Quoted passage
........

Life
Disturbing News About Breast Cancer Mortality
Today, in saddening news that I don't want to believe, a new study has just come out which reveals that breast cancer kills women of color — specifically black women — disproportionately in the United States. And what's more, this disparity is actually rising. The shocking new research found that black American women were 43 percent more likely to die than their white counterparts, as reported in the medical journal Cancer Epidemiology. And as if that wasn't bad enough, it was also discovered that the odds against black women change significantly depending on which state they live in.
According to the research, which was conducted by the Sinai Urban Health Institute along with the Breast Cancer Research Foundation, the breast cancer mortality rate for black women between 2010 and 2014 was 30.7 deaths per 100,000 women. In contrast, the rate for white women was 21.4 deaths per 100,000. According to a press release from the Avon Foundation for Women, which commissioned the report, this means that black women were 43 percent more likely to die from breast cancer.
The racial disparities between women and cancer survival rates were also found to vary greatly according to geography. Women in Atlanta, Georgia, experience the largest spike in mortality rates; the New York Daily News reports that in that city, black women are 117 percent more likely to die from breast cancer than white women. These gaps are also continuing to grow across most U.S. cities; the exceptions appear to be Memphis, Tennessee; Philadelphia, Pennsylvania; and Boston, Massachusetts.
Speaking to the New York Daily News, study co-author Bijou Hunt from the Sinai Urban Health Institute, said, "We were surprised that the disparity in Black:White breast cancer mortality rates has continued to grow in the U.S. and in the majority of cities studied." Hunt noted additionally that they were "encouraged by the progress" in Memphis, Philadelphia, and Boston, but that the results of the study also drove home the fact that "there is still more work to be done."

........

Available data

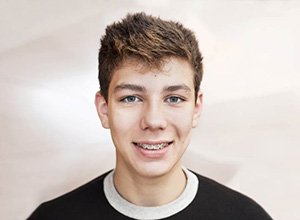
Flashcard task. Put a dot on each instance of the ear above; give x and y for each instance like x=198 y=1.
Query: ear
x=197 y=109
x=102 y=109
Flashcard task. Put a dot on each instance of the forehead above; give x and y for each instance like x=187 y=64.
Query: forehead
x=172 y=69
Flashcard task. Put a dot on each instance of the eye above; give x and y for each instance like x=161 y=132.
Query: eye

........

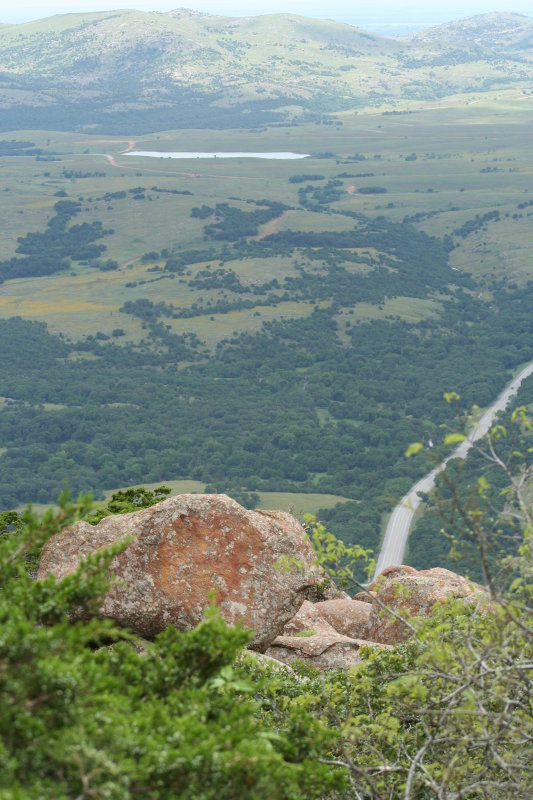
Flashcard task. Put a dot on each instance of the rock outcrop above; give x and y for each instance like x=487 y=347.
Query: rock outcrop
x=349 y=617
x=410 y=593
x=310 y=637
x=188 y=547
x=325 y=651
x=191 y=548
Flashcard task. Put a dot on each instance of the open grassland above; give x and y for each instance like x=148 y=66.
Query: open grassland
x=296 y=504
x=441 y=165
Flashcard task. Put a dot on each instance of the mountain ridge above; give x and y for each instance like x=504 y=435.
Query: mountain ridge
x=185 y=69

........

Problem details
Reproduce word for word the part of the article on breast cancer mortality starting at "The racial disparities" and ending at "and Boston, Massachusetts.". The listing is separate material and has no connection to the article on breast cancer mortality.

Response to the task
The racial disparities between women and cancer survival rates were also found to vary greatly according to geography. Women in Atlanta, Georgia, experience the largest spike in mortality rates; the New York Daily News reports that in that city, black women are 117 percent more likely to die from breast cancer than white women. These gaps are also continuing to grow across most U.S. cities; the exceptions appear to be Memphis, Tennessee; Philadelphia, Pennsylvania; and Boston, Massachusetts.